- _Listed records_

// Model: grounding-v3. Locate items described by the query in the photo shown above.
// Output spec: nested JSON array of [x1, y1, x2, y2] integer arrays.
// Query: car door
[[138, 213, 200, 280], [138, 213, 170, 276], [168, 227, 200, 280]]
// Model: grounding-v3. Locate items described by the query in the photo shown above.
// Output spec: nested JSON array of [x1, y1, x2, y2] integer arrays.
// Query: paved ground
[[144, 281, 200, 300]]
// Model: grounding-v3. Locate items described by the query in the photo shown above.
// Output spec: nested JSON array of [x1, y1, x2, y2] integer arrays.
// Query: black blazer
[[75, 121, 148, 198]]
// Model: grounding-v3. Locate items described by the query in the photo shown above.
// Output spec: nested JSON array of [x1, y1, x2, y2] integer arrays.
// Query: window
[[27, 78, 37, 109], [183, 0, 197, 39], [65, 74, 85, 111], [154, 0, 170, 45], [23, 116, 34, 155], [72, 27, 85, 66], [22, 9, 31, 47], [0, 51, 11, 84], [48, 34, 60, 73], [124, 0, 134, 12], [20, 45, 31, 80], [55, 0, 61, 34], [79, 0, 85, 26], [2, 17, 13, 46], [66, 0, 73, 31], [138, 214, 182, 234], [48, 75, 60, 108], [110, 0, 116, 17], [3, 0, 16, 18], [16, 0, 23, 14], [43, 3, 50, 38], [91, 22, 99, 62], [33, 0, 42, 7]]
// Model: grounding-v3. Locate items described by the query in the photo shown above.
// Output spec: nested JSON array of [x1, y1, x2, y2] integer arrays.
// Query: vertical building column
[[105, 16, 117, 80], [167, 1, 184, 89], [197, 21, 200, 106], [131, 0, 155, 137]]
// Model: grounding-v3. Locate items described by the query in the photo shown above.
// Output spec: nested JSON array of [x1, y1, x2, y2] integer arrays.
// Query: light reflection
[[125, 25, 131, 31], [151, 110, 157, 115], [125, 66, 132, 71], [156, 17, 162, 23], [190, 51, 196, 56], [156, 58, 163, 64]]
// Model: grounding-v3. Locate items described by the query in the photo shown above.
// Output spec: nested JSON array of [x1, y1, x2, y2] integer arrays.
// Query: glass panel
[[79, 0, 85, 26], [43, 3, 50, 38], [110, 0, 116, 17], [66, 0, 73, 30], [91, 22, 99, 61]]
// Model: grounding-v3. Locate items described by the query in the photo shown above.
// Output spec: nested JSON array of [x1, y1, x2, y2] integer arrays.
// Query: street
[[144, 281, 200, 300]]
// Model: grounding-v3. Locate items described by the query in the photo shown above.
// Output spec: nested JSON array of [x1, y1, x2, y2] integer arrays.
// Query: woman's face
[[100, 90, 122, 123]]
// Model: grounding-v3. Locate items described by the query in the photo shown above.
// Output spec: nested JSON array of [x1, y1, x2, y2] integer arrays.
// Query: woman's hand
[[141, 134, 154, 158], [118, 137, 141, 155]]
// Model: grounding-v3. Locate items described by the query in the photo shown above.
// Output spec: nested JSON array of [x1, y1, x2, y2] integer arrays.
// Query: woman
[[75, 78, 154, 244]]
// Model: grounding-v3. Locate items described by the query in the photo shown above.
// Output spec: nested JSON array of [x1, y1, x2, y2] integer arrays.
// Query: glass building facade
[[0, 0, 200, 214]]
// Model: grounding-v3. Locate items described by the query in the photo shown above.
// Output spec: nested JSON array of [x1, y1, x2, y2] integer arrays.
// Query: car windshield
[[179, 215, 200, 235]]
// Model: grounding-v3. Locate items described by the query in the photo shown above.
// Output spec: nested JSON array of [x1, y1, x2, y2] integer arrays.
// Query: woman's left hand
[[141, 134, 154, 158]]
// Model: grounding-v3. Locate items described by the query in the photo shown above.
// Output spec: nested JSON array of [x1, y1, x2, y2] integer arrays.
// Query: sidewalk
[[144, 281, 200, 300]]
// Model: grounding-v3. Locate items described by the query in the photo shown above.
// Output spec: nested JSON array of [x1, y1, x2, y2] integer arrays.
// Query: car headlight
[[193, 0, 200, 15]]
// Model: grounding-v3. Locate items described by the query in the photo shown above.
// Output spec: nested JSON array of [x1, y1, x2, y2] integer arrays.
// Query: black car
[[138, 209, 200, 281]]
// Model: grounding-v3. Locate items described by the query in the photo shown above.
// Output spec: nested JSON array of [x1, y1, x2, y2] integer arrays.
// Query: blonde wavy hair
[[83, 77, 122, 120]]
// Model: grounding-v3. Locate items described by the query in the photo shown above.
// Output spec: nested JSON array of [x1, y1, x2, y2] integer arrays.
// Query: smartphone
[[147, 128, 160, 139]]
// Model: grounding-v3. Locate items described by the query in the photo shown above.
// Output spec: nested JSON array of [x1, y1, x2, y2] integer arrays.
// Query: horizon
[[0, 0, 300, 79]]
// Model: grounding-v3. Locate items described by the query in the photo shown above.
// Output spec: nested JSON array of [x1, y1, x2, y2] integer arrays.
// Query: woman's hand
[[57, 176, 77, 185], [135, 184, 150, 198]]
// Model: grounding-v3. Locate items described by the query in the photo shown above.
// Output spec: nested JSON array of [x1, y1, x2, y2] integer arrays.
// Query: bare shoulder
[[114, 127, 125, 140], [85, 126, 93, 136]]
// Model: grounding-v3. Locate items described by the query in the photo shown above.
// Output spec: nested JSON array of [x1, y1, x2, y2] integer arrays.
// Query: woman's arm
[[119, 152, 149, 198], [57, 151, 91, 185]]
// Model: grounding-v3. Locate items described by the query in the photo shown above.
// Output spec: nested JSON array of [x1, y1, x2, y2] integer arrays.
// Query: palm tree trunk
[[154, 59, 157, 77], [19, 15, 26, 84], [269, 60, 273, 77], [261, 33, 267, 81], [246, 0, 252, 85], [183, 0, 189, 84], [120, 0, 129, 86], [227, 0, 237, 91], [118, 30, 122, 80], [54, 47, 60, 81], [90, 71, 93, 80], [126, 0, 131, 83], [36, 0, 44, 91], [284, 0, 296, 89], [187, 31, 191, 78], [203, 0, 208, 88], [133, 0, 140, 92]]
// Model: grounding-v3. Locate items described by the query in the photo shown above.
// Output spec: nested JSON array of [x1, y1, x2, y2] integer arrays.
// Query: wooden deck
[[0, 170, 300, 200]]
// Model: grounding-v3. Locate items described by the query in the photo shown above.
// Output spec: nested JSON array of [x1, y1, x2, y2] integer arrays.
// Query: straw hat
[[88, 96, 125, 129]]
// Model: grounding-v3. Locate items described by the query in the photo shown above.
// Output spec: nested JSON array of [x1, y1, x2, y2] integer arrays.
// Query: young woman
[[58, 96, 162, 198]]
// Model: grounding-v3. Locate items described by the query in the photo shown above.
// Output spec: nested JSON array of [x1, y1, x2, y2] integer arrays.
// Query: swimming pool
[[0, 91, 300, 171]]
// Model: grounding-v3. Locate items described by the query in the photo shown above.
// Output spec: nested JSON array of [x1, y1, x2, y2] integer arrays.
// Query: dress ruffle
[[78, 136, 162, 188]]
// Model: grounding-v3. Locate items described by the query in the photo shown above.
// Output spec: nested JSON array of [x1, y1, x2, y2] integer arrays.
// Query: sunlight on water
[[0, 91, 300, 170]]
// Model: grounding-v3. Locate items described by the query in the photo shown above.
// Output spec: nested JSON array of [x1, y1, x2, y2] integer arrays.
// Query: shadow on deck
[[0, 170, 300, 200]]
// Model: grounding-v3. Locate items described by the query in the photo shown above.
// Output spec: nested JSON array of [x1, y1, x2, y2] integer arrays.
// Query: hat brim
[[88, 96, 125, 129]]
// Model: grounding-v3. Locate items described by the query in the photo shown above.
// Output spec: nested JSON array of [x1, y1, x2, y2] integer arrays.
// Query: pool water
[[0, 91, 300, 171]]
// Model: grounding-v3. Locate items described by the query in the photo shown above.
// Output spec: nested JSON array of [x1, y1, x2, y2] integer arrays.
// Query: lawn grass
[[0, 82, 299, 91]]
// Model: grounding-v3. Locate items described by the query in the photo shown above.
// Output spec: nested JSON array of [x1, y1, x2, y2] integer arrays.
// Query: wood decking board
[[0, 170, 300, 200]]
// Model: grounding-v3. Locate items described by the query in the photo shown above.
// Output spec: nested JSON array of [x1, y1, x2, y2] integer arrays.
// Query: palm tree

- _Written task_
Please report every line of the listing above that contains the word "palm", copying each one in full.

- _Worked answer_
// Query: palm tree trunk
// Query: palm tree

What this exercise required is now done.